Trecho do documento:
════

06 Setembro 2025
"Ao focar na compaixão, na verdade e na inclusão, podemos construir mídias e comunidades que curam em vez de prejudicar, que educam em vez de excluir. Esse é o tipo de fé — e de Igreja — que todos nós merecemos".
O artigo é de Maxwell Kuzma, publicado por National Catholic Reporter, 05-09-2025.
Maxwell Kuzma é um homem transgênero e católico de longa data que defende a inclusão LGBTQIA+ na Igreja e escreve sobre os dons únicos das pessoas queer e a beleza da diversidade na criação de Deus.
Eis o artigo.
No cenário católico online, uma rotatividade quase constante de iscas de clique sensacionalistas atiça o medo, cultiva a exclusão e canaliza os espectadores por um canal de opinião e desinformação que, em muitos casos, se afasta perigosamente dos ensinamentos fundamentais da Igreja sobre justiça, solidariedade e dignidade da pessoa humana.
Esse afastamento teológico tem consequências no mundo real: campanhas políticas mobilizam a direita cristã para reduzir as liberdades de grupos marginalizados, negar as mudanças climáticas, rejeitar a ciência das vacinas – e a lista continua. O Papa Leão XIV abordou esse impulso: "Onde há amor, não há espaço para preconceitos, para zonas de 'segurança' que nos separam de nossos vizinhos, para a mentalidade excludente que, tragicamente, vemos agora emergir também em nacionalismos políticos".
Então, a questão é: como os católicos de esquerda podem lutar contra o conteúdo online criado para indignar e radicalizar?

════

Problemas a resolver:
1. Responda com base no trecho do documento:
(a) Em que veículo o artigo foi publicado?
(b) Qual papa é citado?
(c) De quais três ensinamentos fundamentais da Igreja o conteúdo católico online se afasta, segundo o texto?
2. Transcreva a parte do trecho do documento que começa nas palavras "O artigo é de" e vai até "Eis o artigo.", inclusive.

Entradas listadas:

════

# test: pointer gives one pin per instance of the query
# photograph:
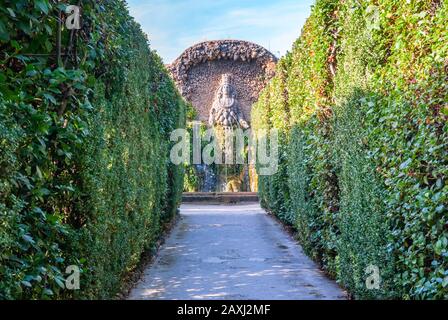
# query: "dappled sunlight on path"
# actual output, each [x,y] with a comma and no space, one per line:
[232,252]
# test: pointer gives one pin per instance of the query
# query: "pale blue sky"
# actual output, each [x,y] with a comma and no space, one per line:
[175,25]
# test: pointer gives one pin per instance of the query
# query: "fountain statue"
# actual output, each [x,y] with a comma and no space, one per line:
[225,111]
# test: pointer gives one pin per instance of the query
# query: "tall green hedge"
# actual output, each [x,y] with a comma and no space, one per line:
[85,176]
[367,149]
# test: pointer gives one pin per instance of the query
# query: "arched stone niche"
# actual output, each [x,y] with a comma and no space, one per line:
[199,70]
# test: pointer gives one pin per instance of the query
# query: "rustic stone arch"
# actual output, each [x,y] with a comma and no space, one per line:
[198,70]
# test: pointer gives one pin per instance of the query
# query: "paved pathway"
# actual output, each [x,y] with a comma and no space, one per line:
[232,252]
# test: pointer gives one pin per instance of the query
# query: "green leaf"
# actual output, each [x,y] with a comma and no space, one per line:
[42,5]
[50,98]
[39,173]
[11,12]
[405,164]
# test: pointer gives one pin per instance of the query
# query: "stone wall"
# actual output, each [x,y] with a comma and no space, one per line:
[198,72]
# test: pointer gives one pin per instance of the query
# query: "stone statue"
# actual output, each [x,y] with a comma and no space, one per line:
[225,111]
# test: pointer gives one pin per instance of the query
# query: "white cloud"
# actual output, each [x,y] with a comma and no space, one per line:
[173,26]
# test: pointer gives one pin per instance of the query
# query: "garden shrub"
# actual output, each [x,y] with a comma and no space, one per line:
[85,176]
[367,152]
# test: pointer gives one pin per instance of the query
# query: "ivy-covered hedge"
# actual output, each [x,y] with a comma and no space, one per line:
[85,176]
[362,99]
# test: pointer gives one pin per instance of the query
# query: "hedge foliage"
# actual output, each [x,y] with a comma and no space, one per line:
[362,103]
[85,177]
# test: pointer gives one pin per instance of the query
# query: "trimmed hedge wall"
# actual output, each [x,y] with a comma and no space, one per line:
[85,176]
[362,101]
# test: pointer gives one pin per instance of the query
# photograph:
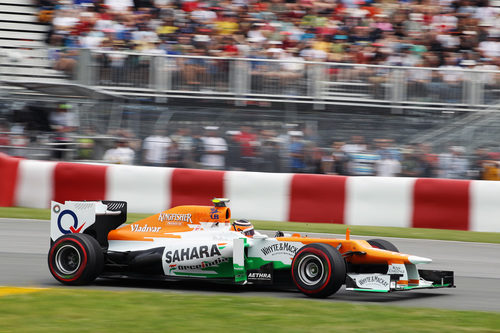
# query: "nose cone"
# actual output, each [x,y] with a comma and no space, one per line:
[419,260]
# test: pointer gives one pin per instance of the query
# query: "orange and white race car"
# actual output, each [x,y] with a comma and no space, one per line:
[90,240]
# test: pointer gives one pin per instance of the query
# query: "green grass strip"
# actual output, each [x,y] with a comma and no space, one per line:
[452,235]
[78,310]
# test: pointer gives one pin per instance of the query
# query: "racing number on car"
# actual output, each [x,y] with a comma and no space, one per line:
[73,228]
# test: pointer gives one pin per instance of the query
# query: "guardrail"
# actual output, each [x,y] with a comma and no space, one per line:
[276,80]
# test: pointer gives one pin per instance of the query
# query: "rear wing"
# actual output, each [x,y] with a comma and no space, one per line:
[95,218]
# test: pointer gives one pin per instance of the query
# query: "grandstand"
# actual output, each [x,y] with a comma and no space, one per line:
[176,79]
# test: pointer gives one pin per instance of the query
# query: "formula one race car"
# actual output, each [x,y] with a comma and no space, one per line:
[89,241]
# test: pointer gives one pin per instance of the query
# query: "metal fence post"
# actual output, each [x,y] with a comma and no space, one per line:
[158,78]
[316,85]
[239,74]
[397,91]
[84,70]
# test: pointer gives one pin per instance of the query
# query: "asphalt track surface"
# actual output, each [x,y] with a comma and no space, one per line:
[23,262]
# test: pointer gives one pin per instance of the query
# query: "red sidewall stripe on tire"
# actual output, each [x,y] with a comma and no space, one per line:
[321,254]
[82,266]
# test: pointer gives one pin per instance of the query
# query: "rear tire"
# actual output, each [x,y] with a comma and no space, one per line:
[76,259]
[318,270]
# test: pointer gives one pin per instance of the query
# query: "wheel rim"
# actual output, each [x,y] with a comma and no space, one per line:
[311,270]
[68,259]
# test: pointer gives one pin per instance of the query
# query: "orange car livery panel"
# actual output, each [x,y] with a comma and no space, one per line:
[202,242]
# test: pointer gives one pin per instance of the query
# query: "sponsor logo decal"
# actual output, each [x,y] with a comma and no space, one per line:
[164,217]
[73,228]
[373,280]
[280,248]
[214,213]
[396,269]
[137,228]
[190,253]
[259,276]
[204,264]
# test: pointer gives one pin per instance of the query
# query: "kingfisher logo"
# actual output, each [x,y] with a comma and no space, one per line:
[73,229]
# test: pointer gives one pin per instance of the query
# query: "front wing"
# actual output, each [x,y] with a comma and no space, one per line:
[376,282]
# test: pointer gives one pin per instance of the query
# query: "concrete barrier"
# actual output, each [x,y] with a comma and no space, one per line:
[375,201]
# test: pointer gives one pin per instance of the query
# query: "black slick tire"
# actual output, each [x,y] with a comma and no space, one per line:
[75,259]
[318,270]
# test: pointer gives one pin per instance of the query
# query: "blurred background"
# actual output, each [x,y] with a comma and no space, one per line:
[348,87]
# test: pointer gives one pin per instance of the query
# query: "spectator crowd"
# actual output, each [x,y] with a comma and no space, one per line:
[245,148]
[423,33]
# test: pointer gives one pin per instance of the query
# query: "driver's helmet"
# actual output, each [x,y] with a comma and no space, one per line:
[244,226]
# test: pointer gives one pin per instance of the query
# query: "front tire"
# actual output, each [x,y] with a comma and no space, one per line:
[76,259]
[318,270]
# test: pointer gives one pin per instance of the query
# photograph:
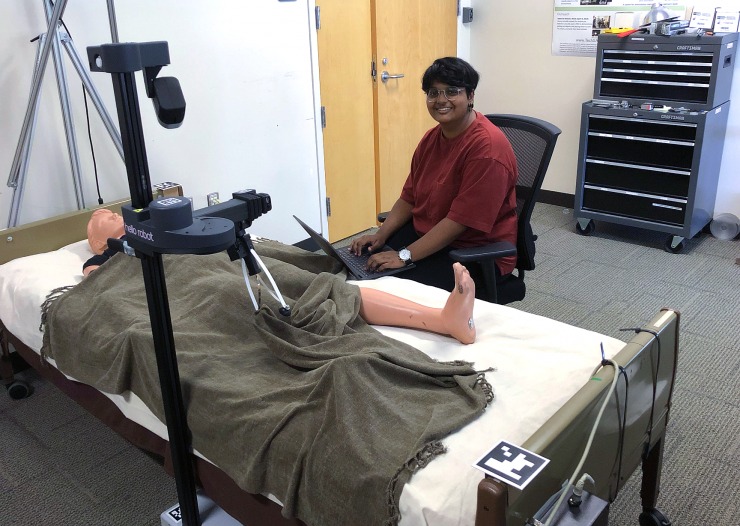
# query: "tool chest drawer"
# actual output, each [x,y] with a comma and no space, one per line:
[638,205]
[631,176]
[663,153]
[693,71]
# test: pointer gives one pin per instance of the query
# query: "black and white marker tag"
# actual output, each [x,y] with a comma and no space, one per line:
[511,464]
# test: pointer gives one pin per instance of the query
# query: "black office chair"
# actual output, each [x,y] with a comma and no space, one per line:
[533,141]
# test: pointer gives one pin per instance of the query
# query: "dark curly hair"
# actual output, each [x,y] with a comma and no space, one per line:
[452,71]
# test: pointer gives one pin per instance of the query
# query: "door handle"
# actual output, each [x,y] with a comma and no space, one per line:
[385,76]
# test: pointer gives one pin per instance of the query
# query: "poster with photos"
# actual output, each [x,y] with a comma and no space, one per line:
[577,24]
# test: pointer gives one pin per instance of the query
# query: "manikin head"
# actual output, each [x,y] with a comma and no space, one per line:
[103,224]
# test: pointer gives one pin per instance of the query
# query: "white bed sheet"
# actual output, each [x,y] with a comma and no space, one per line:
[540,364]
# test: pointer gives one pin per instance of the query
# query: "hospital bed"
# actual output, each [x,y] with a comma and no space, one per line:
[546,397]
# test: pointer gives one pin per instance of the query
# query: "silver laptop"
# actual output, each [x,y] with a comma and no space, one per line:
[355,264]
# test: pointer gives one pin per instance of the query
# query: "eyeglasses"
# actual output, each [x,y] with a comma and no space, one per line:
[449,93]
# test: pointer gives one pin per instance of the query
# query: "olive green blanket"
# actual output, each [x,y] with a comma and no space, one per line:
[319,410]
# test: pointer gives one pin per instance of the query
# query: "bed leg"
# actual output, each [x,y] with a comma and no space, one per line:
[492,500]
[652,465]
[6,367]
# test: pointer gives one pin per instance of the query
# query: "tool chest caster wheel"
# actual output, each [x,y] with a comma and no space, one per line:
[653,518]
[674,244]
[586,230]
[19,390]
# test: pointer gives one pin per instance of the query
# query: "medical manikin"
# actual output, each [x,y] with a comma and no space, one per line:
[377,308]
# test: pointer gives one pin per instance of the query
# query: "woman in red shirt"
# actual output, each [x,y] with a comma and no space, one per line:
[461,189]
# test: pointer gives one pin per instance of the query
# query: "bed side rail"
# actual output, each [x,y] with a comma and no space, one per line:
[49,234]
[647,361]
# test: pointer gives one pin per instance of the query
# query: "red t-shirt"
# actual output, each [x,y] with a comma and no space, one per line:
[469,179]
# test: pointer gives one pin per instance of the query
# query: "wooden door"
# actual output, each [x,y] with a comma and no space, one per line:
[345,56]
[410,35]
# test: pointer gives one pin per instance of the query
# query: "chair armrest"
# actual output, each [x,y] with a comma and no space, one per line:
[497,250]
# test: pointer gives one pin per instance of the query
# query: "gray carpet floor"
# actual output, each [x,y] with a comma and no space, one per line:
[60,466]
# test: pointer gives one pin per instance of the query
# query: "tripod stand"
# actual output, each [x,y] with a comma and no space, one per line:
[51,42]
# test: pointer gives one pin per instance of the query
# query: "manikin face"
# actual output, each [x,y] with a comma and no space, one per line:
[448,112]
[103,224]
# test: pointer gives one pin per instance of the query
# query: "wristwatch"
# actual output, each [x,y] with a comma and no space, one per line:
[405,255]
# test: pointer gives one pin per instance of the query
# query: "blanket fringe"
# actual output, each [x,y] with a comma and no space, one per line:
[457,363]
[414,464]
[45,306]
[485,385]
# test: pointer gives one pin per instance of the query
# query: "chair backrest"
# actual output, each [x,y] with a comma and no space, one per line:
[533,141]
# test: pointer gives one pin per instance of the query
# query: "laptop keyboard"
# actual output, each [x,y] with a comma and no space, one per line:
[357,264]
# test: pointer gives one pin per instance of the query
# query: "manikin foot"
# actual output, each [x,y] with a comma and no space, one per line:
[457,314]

════

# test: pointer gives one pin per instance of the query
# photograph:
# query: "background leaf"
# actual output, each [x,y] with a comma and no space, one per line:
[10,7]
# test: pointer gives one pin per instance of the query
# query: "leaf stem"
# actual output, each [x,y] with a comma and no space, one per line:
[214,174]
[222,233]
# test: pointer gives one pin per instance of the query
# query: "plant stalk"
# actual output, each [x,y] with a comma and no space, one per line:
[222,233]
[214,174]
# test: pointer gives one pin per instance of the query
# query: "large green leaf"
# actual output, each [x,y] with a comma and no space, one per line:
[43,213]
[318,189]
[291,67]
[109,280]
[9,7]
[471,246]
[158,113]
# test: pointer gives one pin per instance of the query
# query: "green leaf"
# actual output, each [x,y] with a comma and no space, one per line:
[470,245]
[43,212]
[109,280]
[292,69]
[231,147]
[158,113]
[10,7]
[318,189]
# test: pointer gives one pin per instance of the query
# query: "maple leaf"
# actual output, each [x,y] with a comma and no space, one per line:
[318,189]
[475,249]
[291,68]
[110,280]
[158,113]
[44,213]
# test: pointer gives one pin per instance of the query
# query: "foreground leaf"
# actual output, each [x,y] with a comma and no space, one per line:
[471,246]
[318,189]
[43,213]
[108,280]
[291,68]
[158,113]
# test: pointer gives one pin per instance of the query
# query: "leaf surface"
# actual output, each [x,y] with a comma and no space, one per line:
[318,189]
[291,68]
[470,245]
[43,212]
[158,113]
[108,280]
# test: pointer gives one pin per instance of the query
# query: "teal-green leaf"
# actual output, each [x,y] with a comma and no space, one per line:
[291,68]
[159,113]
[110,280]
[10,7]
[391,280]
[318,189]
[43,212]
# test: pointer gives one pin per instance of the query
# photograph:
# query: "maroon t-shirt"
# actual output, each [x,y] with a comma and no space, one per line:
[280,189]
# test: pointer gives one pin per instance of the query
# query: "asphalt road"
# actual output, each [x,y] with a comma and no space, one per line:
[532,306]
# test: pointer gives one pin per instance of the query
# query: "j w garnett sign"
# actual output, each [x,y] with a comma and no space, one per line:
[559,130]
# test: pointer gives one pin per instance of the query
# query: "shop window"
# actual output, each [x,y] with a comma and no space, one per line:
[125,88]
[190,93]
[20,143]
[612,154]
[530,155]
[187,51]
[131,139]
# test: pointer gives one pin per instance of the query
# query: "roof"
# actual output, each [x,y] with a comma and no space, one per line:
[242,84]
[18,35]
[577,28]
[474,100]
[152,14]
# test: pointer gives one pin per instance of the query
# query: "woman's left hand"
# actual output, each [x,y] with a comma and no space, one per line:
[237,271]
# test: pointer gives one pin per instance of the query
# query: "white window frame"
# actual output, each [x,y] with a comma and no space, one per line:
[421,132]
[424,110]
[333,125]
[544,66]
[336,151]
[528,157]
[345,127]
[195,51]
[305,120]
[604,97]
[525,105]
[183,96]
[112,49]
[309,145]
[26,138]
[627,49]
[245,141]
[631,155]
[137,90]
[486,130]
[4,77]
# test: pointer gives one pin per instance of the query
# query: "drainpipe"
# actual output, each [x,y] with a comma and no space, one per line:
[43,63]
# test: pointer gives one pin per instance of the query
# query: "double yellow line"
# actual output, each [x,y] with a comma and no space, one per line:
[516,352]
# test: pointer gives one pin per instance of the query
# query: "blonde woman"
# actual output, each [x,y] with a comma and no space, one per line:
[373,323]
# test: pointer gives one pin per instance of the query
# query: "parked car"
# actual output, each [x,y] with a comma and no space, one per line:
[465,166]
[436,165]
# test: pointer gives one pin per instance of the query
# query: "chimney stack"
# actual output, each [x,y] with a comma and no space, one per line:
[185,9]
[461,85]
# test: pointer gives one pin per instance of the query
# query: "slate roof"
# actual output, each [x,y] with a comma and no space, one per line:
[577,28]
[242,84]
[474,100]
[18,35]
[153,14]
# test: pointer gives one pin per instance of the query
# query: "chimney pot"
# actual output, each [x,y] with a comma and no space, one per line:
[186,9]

════

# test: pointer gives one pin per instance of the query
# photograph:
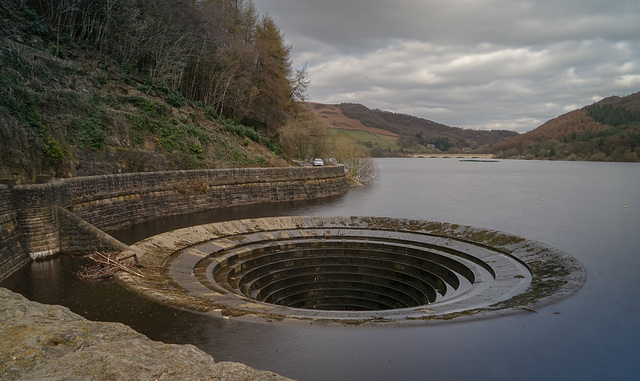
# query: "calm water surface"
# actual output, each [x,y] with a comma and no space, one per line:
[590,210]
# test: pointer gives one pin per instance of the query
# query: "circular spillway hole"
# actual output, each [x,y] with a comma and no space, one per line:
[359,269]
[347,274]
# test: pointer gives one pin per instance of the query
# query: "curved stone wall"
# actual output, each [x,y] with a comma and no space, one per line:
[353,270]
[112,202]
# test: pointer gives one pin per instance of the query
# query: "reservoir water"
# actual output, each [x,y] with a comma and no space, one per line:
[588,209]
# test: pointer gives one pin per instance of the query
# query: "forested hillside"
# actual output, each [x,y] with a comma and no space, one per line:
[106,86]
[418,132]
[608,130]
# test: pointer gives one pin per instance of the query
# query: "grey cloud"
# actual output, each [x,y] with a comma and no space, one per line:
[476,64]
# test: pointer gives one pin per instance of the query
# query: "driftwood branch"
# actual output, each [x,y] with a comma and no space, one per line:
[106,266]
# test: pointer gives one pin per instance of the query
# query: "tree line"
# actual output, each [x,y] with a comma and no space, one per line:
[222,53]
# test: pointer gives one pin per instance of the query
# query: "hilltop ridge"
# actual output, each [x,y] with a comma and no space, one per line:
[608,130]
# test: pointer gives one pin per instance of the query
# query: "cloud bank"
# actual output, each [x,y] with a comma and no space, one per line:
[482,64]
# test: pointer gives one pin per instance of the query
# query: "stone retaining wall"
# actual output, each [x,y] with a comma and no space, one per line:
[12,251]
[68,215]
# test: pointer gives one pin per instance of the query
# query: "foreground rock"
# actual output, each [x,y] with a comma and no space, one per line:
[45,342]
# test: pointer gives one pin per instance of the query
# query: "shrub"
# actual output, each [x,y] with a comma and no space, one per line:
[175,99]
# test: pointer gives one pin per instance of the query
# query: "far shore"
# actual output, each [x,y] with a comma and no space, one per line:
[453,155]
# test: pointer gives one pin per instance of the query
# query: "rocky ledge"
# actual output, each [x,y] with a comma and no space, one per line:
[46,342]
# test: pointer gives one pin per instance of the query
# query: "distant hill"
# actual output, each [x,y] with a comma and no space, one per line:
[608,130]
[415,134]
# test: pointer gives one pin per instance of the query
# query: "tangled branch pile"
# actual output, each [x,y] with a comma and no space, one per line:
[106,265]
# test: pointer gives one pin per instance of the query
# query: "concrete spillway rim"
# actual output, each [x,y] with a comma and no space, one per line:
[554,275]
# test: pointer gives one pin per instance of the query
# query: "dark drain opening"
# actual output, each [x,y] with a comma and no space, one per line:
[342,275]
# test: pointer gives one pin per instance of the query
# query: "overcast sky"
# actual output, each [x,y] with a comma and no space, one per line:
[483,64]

════

Respostas por tarefa:
1.
(a) National Catholic Reporter.
(b) Papa Leão XIV.
(c) Justiça, solidariedade e dignidade da pessoa humana.

2.
O artigo é de Maxwell Kuzma, publicado por National Catholic Reporter, 05-09-2025.
Maxwell Kuzma é um homem transgênero e católico de longa data que defende a inclusão LGBTQIA+ na Igreja e escreve sobre os dons únicos das pessoas queer e a beleza da diversidade na criação de Deus.
Eis o artigo.